====== Material provided

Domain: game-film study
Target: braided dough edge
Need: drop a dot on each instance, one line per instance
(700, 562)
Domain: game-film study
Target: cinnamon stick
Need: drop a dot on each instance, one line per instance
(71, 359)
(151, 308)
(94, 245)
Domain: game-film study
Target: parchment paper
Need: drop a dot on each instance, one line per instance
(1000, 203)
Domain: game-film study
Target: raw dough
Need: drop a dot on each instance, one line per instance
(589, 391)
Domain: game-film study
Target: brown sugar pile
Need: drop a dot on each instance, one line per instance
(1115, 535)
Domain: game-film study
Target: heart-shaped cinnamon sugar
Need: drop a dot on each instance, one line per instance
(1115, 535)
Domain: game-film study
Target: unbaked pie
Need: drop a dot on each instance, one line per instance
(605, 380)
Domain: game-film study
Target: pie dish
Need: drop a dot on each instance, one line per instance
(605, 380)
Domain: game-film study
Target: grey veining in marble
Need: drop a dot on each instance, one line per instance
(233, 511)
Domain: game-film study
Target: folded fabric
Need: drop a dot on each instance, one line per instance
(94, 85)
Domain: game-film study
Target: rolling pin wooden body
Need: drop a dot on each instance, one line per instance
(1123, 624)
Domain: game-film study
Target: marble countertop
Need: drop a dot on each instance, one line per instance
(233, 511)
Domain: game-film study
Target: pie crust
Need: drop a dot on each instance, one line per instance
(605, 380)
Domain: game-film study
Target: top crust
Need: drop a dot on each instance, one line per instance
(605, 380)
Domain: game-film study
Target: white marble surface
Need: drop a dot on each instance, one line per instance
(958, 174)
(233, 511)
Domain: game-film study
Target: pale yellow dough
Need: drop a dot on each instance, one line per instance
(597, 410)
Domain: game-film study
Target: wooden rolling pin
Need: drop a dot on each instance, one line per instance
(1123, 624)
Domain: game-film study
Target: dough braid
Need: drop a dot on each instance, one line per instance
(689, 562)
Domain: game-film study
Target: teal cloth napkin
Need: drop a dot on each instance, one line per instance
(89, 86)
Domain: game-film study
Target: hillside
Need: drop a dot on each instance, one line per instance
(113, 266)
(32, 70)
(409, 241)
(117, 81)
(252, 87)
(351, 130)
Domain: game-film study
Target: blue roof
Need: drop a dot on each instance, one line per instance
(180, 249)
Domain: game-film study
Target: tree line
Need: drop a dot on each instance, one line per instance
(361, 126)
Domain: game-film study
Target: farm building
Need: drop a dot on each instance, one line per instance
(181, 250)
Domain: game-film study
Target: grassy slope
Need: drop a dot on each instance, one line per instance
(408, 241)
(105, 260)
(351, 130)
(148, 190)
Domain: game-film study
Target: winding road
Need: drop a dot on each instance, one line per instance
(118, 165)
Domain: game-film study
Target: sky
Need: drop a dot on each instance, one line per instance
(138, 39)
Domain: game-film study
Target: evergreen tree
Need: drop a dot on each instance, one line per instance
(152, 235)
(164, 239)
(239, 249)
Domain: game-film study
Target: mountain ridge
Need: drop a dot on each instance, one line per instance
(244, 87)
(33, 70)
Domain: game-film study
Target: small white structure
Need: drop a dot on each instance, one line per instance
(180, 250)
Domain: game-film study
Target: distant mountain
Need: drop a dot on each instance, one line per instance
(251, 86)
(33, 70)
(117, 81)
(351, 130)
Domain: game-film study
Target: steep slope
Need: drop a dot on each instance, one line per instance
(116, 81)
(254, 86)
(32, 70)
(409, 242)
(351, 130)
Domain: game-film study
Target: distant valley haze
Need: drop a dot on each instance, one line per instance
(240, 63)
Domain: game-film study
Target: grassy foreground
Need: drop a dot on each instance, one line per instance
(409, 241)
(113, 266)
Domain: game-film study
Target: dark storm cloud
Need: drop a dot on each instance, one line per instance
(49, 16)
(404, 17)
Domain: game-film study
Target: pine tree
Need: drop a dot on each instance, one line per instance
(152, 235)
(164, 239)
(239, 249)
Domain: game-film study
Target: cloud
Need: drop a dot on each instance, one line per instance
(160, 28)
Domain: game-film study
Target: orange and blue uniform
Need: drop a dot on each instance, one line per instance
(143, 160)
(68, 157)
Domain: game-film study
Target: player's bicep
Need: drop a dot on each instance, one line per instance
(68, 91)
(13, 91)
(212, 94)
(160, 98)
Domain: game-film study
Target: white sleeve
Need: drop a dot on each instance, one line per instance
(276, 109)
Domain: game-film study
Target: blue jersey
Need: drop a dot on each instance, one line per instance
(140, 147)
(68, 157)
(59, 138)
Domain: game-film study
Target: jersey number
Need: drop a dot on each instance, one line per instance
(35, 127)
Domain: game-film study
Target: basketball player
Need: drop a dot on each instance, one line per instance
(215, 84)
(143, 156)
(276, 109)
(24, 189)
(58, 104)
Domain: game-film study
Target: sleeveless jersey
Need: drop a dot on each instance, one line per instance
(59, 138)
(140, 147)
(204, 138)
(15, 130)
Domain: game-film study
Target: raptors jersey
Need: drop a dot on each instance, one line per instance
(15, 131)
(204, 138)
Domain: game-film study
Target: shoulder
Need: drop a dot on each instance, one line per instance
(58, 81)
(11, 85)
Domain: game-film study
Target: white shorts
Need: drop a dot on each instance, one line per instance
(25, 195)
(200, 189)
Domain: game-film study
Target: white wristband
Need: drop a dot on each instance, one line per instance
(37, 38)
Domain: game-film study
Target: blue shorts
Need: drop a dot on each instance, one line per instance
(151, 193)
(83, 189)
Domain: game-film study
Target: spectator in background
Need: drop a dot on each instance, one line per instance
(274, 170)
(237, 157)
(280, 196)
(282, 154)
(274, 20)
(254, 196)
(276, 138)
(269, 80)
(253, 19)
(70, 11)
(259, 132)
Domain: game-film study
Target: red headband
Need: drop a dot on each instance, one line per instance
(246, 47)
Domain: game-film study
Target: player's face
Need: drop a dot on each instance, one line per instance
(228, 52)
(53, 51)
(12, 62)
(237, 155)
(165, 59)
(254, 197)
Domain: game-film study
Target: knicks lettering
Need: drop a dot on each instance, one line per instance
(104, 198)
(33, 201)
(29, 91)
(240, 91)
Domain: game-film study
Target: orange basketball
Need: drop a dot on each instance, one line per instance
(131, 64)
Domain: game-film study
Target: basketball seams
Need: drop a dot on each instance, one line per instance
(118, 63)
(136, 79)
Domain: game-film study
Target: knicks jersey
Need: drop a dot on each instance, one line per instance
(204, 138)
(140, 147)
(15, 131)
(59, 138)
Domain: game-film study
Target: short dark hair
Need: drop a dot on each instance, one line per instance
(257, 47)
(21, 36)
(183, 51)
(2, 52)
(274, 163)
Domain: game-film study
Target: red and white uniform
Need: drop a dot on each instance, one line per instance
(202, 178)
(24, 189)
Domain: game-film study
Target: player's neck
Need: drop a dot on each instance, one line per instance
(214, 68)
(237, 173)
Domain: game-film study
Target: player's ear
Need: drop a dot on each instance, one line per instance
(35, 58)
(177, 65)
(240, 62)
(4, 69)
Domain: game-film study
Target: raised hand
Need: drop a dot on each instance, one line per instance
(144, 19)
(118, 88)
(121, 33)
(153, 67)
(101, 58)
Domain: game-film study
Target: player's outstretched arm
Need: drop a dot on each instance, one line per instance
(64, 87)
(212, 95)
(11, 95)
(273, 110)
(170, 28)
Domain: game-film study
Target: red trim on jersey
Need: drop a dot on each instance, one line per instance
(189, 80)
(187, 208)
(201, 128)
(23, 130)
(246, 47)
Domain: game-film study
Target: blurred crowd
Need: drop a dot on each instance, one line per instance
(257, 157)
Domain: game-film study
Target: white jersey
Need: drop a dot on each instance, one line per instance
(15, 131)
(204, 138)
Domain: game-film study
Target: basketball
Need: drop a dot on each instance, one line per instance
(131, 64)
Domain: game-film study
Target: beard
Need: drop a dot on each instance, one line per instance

============

■ **Task to complete**: Which lines in the rows above contain the word "mountain"? Show each such line, and treat uppercase and lowercase as different.

■ **Correct answer**:
Target: mountain ridge
Target: distant mountain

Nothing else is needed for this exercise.